Goal:
Reproduce the rows below with every occurrence of "image" replaced by "photograph", keeping everything else unchanged. Omit the pictures from your answer.
§
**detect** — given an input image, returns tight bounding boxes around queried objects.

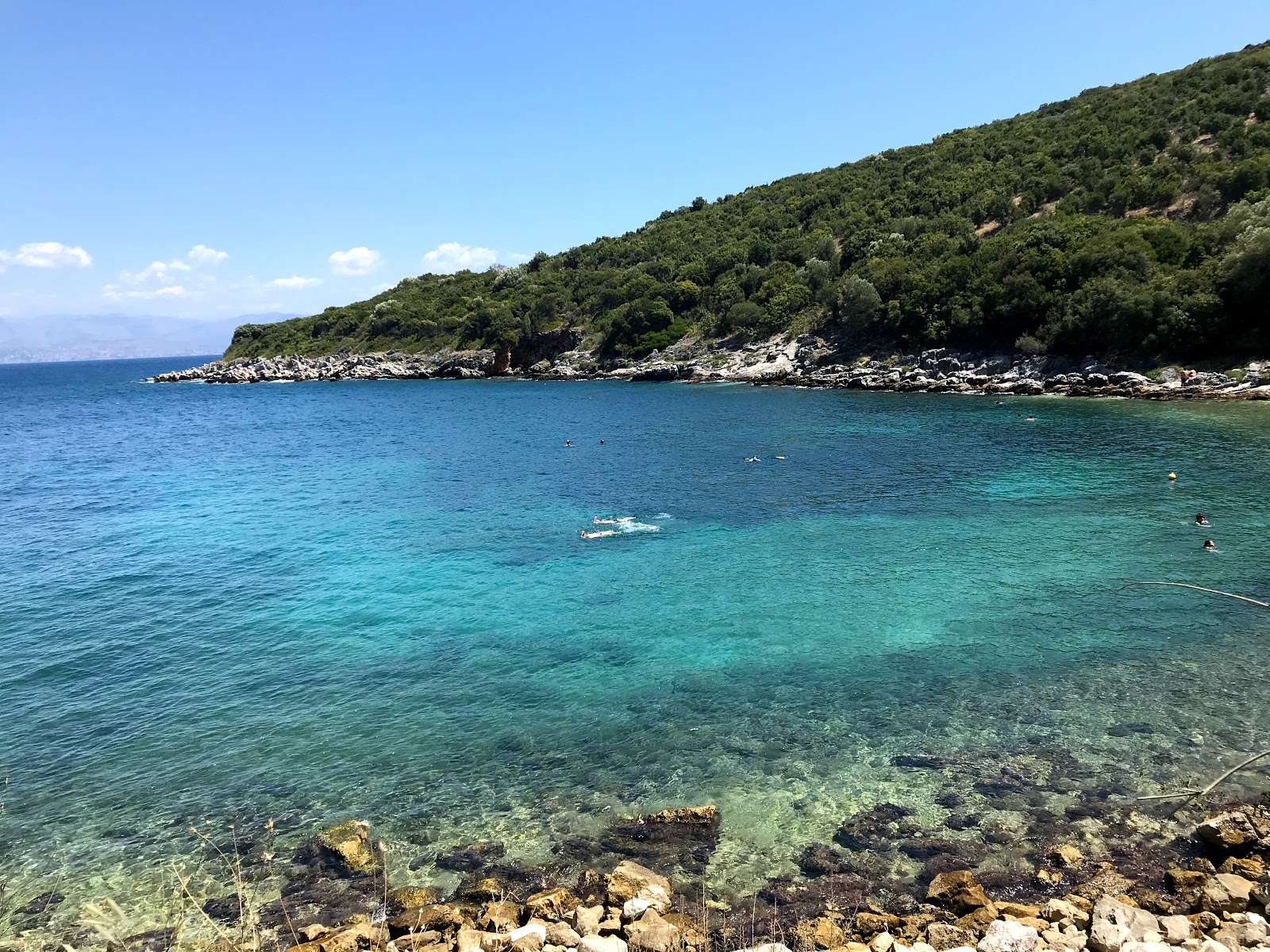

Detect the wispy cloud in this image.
[102,284,186,301]
[102,245,229,301]
[423,241,498,274]
[329,248,381,274]
[186,245,229,268]
[0,241,93,268]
§
Solution to the exercise:
**detect** — given an input photograph, returns tight bounding boxes around queried objects.


Detect the wispy cloud in this photograph.
[102,284,186,301]
[102,245,229,301]
[423,241,498,274]
[329,248,381,274]
[186,245,229,268]
[0,241,93,268]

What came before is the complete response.